### Work to be completed
The lines below, all of them, should be returned exactly as they appear.
──────────────────────────────
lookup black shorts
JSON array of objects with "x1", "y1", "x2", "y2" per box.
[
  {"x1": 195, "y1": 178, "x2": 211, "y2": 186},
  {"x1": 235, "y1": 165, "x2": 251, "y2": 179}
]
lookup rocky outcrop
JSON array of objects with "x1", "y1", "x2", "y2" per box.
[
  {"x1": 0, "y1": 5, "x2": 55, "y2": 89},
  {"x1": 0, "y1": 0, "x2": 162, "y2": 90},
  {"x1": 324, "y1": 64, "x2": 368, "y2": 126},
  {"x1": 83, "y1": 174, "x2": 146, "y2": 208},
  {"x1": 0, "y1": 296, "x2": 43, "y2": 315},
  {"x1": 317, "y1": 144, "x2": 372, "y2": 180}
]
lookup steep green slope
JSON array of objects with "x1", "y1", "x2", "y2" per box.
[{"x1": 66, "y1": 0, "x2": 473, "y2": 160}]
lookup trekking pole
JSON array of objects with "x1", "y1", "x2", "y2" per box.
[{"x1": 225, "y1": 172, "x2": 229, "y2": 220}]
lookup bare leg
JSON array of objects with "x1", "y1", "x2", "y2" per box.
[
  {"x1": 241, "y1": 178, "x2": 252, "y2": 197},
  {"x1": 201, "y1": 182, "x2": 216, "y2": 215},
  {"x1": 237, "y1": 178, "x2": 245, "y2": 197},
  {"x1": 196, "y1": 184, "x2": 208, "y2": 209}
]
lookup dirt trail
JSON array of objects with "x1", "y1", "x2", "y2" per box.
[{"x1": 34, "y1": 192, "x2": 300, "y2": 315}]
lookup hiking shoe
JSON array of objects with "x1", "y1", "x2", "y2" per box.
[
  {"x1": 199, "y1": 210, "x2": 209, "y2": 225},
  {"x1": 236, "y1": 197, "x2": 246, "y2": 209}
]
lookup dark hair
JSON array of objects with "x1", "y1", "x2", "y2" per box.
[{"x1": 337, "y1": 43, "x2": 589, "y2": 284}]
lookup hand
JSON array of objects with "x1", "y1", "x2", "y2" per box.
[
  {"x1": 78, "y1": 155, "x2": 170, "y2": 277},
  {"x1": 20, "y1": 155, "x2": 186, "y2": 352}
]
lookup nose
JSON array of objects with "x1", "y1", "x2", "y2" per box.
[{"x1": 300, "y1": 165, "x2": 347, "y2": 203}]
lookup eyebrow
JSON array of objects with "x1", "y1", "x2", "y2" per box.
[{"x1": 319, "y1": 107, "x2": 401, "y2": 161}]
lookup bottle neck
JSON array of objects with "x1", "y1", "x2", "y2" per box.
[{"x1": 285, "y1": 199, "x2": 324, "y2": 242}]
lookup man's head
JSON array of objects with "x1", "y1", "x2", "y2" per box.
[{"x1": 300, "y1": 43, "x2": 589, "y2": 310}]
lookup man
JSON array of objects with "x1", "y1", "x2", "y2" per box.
──────────────────────────────
### Written solution
lookup black shorts
JSON array of objects with "x1", "y1", "x2", "y2" per box.
[
  {"x1": 195, "y1": 178, "x2": 211, "y2": 186},
  {"x1": 235, "y1": 165, "x2": 251, "y2": 179}
]
lookup rocky outcrop
JSON array of objects with "x1", "y1", "x2", "y2" per box.
[
  {"x1": 0, "y1": 5, "x2": 55, "y2": 89},
  {"x1": 0, "y1": 0, "x2": 162, "y2": 90},
  {"x1": 324, "y1": 64, "x2": 368, "y2": 126},
  {"x1": 83, "y1": 174, "x2": 146, "y2": 208},
  {"x1": 0, "y1": 296, "x2": 43, "y2": 315},
  {"x1": 317, "y1": 144, "x2": 372, "y2": 180}
]
lookup steep green slope
JSON array of objects with "x1", "y1", "x2", "y2" per box.
[{"x1": 66, "y1": 0, "x2": 473, "y2": 160}]
lookup trekking pole
JSON array of objects with "x1", "y1", "x2", "y2" per box.
[{"x1": 225, "y1": 172, "x2": 229, "y2": 220}]
lookup bare leg
JSON array of objects with "x1", "y1", "x2", "y2" per box.
[
  {"x1": 241, "y1": 178, "x2": 252, "y2": 197},
  {"x1": 201, "y1": 182, "x2": 216, "y2": 215},
  {"x1": 237, "y1": 178, "x2": 245, "y2": 197},
  {"x1": 196, "y1": 184, "x2": 208, "y2": 209}
]
lookup dirt trail
JSON array of objects with "x1", "y1", "x2", "y2" per box.
[{"x1": 34, "y1": 192, "x2": 300, "y2": 315}]
lookup hiking shoe
JSON array of objects with "x1", "y1", "x2", "y2" per box.
[
  {"x1": 199, "y1": 210, "x2": 209, "y2": 225},
  {"x1": 236, "y1": 197, "x2": 246, "y2": 209}
]
lookup dark hair
JSON array of objects with "x1", "y1", "x2", "y2" per box.
[{"x1": 337, "y1": 43, "x2": 589, "y2": 284}]
lookup hand
JSON array of objects with "x1", "y1", "x2", "y2" per box.
[
  {"x1": 78, "y1": 155, "x2": 170, "y2": 277},
  {"x1": 20, "y1": 155, "x2": 186, "y2": 352}
]
lookup nose
JSON array of objects with "x1", "y1", "x2", "y2" per box.
[{"x1": 300, "y1": 165, "x2": 347, "y2": 203}]
lookup eyebrow
JSON array of objects with "x1", "y1", "x2", "y2" per box.
[{"x1": 319, "y1": 107, "x2": 401, "y2": 161}]
lookup bottle neck
JSON array of objects with "x1", "y1", "x2", "y2" per box.
[{"x1": 285, "y1": 199, "x2": 324, "y2": 242}]
lookup man's head
JSON array of objects with "x1", "y1", "x2", "y2" per box.
[{"x1": 300, "y1": 43, "x2": 589, "y2": 310}]
lookup man
JSON array of objects with "x1", "y1", "x2", "y2" per box.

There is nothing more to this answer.